>> Begin EXCERPT PROVIDED

Police officers, teachers, firefighters, city managers, social workers, and many other professionals working in public and non-profit agencies are providing the labor of care and building relationships with citizens on an on-going basis. Caring labor builds social capital and increases social welfare in communities all across the world.

In addition to paid caring labor, thousand of volunteers contribute unpaid voluntary labor. In addition, paid workers often donate unpaid caring labor to their organizations and the people they serve.

We must pay attention to the labor of care in public administration because it contributes to positive social outcomes, it is embedded in the normative orientation of public administration practice, it is often unmeasured and underpaid, and it is vital to the improved social welfare of societies.

Definitions

CARING LABOR AND THE LABOR OF CARE
According to economist Nancy Folbre in The Invisible Heart, caring labor is performed “on a person-to-person basis” and “in relationships” (Folbre 2001). It is often unpaid and is a “non-market” variable, with a difficult to identify price (Folbre 2001). Unlike labor in general, it is often performed on a voluntary basis, within the context of family and friends, or in addition to reimbursed labor. It is concerned with emotional well-being and respect for others , and is not work for pure pecuniary gain (Folbre 2001; Hoschschild 2003). It is based on the ethic of responsibility (Gilligan 1993; Jones 2001). The price does not fully represent the entire value of the exchange.

>> End EXCERPT PROVIDED
>> Begin EXTRACTED INFORMATION

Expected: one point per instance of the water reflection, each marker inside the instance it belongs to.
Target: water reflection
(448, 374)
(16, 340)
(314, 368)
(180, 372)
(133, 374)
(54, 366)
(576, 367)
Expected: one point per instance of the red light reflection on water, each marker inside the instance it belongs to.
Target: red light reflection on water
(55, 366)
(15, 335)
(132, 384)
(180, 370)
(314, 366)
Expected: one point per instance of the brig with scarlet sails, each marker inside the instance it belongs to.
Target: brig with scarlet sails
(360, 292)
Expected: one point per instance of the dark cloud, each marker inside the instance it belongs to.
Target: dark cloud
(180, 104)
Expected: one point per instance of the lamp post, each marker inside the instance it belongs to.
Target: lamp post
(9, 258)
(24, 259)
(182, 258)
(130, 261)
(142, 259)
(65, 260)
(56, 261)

>> End EXTRACTED INFORMATION
>> Begin EXTRACTED INFORMATION

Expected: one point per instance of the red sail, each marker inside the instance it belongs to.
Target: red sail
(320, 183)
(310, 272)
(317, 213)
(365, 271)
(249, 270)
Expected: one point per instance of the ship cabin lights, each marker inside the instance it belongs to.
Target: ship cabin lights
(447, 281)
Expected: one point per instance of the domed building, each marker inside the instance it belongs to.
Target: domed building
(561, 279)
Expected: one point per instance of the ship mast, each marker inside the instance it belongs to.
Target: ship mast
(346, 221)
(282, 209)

>> End EXTRACTED INFORMATION

## REQUIRED WORK
• A. According to the passage on caring labor, are these statements true? Answer yes or no for each, and quote the words from the passage that decide it.
(i) Caring labor is performed on a person-to-person basis.
(ii) The price of caring labor fully represents the value of the exchange.
(iii) Caring labor is based on the ethic of responsibility.
• B. In the passage on caring labor, which book by Nancy Folbre is cited for the definition of caring labor?
The records play no part in what follows.

## SOLUTIONS PER TASK
• A.
(i) Yes: "caring labor is performed “on a person-to-person basis”"
(ii) No: "The price does not fully represent the entire value of the exchange."
(iii) Yes: "It is based on the ethic of responsibility"

• B. The Invisible Heart